CONFIDENTIAL INFORMATION OMITTED AND FILED SEPARATELY WITH THE SECURITIES AND
EXCHANGE COMMISSION PURSUANT TO A REQUEST FOR CONFIDENTIAL TREATMENT.
ASTERISK * DENOTES SUCH OMISSIONS.
CONTRACT NUMBER: 96-0053
AMENDMENT NO. 1 TO
SPECIFIC AGREEMENT NO. 96-0053
BY AND BETWEEN
METRO ONE TELECOMMUNICATIONS, INC.
AND
SPRINT SPECTRUM L.P.

- **Challenge A**:
Answer these from the contract header:
(i) What is the contract number?
(ii) What does an asterisk denote?
(iii) Which two companies are named as parties?

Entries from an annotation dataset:
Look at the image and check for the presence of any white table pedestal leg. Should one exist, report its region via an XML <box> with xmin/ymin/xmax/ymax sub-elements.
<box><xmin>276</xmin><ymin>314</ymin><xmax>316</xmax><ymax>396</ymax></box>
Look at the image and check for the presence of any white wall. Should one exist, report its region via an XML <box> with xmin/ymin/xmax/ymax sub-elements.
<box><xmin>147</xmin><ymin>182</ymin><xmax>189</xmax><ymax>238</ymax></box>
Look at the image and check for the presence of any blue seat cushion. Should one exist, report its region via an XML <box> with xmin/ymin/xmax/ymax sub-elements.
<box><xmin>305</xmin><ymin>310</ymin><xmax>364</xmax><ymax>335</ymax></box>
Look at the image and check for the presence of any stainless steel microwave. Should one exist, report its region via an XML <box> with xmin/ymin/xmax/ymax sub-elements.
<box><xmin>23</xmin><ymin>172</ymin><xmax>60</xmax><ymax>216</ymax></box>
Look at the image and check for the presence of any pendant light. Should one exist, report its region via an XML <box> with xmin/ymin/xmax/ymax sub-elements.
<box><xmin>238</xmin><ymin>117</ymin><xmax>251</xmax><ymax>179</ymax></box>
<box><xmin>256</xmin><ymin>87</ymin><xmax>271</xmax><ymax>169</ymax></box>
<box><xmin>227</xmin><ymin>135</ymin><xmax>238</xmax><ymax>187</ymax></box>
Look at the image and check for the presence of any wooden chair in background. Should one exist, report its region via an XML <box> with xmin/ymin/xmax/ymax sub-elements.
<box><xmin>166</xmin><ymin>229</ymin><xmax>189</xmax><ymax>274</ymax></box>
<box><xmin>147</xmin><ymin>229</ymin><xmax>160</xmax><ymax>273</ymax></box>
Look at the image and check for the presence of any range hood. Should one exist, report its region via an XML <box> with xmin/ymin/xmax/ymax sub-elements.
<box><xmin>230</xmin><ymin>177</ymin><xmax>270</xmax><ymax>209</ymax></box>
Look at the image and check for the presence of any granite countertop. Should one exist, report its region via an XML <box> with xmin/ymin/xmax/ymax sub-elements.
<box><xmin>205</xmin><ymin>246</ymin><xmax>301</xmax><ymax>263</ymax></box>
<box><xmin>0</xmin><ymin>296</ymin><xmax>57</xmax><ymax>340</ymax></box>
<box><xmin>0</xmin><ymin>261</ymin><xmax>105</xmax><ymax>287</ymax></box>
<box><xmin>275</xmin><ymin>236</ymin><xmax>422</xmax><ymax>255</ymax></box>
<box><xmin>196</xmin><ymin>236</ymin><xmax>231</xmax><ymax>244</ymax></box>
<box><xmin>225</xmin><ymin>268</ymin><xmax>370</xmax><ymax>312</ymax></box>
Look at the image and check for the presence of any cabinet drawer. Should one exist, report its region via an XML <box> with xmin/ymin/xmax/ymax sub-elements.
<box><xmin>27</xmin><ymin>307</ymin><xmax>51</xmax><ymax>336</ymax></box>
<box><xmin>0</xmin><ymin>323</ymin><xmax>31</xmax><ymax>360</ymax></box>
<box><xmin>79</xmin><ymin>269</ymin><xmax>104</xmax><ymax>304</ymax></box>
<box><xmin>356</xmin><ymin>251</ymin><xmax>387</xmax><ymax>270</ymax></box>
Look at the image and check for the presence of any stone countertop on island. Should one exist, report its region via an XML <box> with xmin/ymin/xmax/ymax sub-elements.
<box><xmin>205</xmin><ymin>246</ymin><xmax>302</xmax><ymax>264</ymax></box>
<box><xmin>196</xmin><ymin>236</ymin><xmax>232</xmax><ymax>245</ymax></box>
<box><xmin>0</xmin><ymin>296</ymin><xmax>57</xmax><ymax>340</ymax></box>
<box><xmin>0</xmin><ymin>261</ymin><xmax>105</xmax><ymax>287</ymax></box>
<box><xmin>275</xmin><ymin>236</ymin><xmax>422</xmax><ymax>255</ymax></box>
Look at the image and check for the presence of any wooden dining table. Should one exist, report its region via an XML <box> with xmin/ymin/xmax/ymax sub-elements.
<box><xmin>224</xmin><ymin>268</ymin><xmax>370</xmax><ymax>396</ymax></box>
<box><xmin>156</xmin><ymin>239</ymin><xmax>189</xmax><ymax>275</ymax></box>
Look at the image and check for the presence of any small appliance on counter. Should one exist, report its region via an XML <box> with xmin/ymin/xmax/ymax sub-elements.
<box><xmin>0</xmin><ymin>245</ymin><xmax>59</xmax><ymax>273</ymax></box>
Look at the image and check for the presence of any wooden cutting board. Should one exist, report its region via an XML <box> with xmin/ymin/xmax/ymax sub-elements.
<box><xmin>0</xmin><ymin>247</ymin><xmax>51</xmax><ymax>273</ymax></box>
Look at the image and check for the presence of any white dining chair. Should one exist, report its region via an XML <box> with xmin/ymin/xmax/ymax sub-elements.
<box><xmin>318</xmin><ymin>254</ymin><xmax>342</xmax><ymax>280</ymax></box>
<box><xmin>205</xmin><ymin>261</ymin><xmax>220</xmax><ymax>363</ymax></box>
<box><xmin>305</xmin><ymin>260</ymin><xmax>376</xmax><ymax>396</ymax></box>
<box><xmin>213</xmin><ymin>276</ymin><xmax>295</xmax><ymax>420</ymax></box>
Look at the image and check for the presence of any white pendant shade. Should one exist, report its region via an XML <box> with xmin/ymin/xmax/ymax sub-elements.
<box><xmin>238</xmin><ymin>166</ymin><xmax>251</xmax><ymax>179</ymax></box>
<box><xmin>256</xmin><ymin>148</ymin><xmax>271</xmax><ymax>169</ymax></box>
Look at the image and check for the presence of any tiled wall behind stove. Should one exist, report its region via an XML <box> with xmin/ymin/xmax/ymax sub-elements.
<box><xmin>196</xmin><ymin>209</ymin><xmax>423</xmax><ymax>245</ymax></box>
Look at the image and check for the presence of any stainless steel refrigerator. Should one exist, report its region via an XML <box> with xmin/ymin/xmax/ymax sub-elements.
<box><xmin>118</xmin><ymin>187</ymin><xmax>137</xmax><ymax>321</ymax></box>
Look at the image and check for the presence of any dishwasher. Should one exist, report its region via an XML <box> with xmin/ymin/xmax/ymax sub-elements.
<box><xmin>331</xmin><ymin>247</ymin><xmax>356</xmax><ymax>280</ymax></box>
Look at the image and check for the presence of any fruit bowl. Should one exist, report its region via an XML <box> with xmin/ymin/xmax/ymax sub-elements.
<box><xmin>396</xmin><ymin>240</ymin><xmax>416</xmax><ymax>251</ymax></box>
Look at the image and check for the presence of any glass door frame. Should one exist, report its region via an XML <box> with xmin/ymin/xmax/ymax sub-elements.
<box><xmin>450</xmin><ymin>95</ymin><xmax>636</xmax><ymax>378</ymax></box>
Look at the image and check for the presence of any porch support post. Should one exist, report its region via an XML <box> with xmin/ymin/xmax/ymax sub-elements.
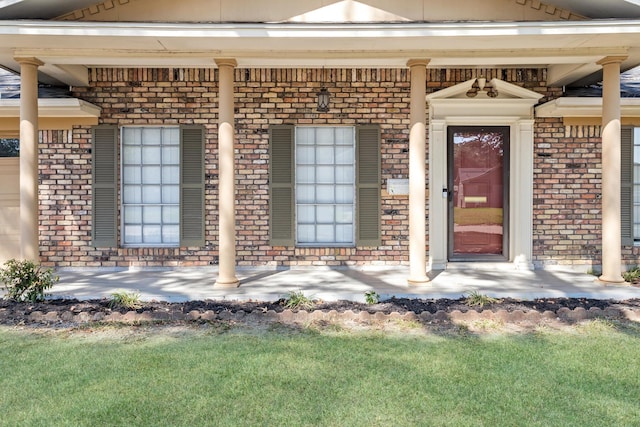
<box><xmin>407</xmin><ymin>59</ymin><xmax>429</xmax><ymax>285</ymax></box>
<box><xmin>598</xmin><ymin>56</ymin><xmax>626</xmax><ymax>283</ymax></box>
<box><xmin>216</xmin><ymin>58</ymin><xmax>240</xmax><ymax>287</ymax></box>
<box><xmin>15</xmin><ymin>58</ymin><xmax>43</xmax><ymax>262</ymax></box>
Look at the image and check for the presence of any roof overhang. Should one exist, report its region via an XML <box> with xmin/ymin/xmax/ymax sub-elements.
<box><xmin>535</xmin><ymin>97</ymin><xmax>640</xmax><ymax>125</ymax></box>
<box><xmin>0</xmin><ymin>98</ymin><xmax>101</xmax><ymax>138</ymax></box>
<box><xmin>0</xmin><ymin>20</ymin><xmax>640</xmax><ymax>86</ymax></box>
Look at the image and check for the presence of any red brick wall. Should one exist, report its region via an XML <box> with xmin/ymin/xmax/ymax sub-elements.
<box><xmin>40</xmin><ymin>65</ymin><xmax>600</xmax><ymax>267</ymax></box>
<box><xmin>533</xmin><ymin>118</ymin><xmax>602</xmax><ymax>266</ymax></box>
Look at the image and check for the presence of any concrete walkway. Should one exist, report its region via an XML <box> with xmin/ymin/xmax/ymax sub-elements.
<box><xmin>51</xmin><ymin>264</ymin><xmax>640</xmax><ymax>302</ymax></box>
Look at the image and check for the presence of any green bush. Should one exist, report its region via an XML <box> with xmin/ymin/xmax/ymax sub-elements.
<box><xmin>0</xmin><ymin>259</ymin><xmax>60</xmax><ymax>302</ymax></box>
<box><xmin>622</xmin><ymin>267</ymin><xmax>640</xmax><ymax>283</ymax></box>
<box><xmin>464</xmin><ymin>291</ymin><xmax>499</xmax><ymax>307</ymax></box>
<box><xmin>284</xmin><ymin>291</ymin><xmax>315</xmax><ymax>310</ymax></box>
<box><xmin>364</xmin><ymin>291</ymin><xmax>380</xmax><ymax>305</ymax></box>
<box><xmin>109</xmin><ymin>291</ymin><xmax>142</xmax><ymax>310</ymax></box>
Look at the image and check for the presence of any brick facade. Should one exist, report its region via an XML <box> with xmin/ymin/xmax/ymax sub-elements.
<box><xmin>31</xmin><ymin>68</ymin><xmax>624</xmax><ymax>267</ymax></box>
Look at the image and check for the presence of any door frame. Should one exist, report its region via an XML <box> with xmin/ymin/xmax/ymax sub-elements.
<box><xmin>447</xmin><ymin>125</ymin><xmax>511</xmax><ymax>262</ymax></box>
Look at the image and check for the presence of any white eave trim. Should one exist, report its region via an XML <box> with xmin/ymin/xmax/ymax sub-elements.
<box><xmin>0</xmin><ymin>98</ymin><xmax>102</xmax><ymax>118</ymax></box>
<box><xmin>536</xmin><ymin>97</ymin><xmax>640</xmax><ymax>118</ymax></box>
<box><xmin>0</xmin><ymin>20</ymin><xmax>640</xmax><ymax>39</ymax></box>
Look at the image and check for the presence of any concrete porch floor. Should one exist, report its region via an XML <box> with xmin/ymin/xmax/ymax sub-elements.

- **Challenge B**:
Count the lines of the records that contain the string "chair", with case counting. Give only the number.

- **Reply A**:
(i) 96-0053
(ii) Omissions of confidential information filed separately with the Securities and Exchange Commission
(iii) Metro One Telecommunications, Inc. and Sprint Spectrum L.P.

- **Reply B**:
2